▸ INPUT FOR THIS TASK:
+ + +
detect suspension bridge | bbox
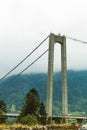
[0,33,87,119]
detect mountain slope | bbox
[0,70,87,114]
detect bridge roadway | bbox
[6,113,87,120]
[52,115,87,124]
[5,113,19,118]
[53,115,87,120]
[5,113,87,124]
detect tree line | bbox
[0,88,47,125]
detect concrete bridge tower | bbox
[46,33,68,117]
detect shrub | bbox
[0,109,7,123]
[19,114,38,125]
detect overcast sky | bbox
[0,0,87,78]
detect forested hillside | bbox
[0,70,87,114]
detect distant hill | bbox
[0,70,87,114]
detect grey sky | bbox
[0,0,87,78]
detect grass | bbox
[0,123,81,130]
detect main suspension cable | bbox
[0,34,49,81]
[12,49,49,81]
[66,36,87,44]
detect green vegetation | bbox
[19,88,40,116]
[0,100,7,123]
[18,88,46,125]
[19,114,38,125]
[0,70,87,115]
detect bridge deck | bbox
[5,113,87,120]
[53,115,87,120]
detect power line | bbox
[12,49,49,81]
[0,34,49,81]
[66,36,87,44]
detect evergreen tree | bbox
[39,102,47,125]
[0,100,7,123]
[39,102,46,116]
[0,100,6,112]
[20,88,40,116]
[18,88,47,124]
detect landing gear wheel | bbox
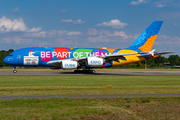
[74,70,95,74]
[13,66,17,73]
[74,70,80,73]
[13,70,17,73]
[89,70,95,74]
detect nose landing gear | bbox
[13,66,17,73]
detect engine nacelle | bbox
[61,60,79,69]
[86,57,104,67]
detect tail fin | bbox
[129,21,163,52]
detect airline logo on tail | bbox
[129,21,163,52]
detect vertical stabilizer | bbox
[129,21,163,52]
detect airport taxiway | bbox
[0,71,180,76]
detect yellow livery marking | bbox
[117,50,137,54]
[112,50,145,67]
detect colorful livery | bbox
[3,21,173,73]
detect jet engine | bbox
[86,57,105,67]
[61,60,79,69]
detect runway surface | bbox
[0,71,180,76]
[1,93,180,100]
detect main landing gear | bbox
[13,66,17,73]
[74,70,95,74]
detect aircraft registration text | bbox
[24,56,39,65]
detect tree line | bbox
[138,55,180,67]
[0,49,180,67]
[0,49,14,67]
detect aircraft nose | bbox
[3,57,8,64]
[3,56,12,65]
+ + +
▸ YOUR INSTRUCTIONS:
In the answer, return exactly the lines from the line containing "detect main landing gear | bbox" to the end of the records above, and no others.

▸ TASK RESPONSE:
detect main landing gear | bbox
[13,66,17,73]
[74,70,95,74]
detect aircraft registration text | bbox
[24,56,39,65]
detect tree line | bbox
[138,55,180,67]
[0,49,180,67]
[0,49,14,67]
detect aircraft nose | bbox
[3,57,8,64]
[3,56,12,65]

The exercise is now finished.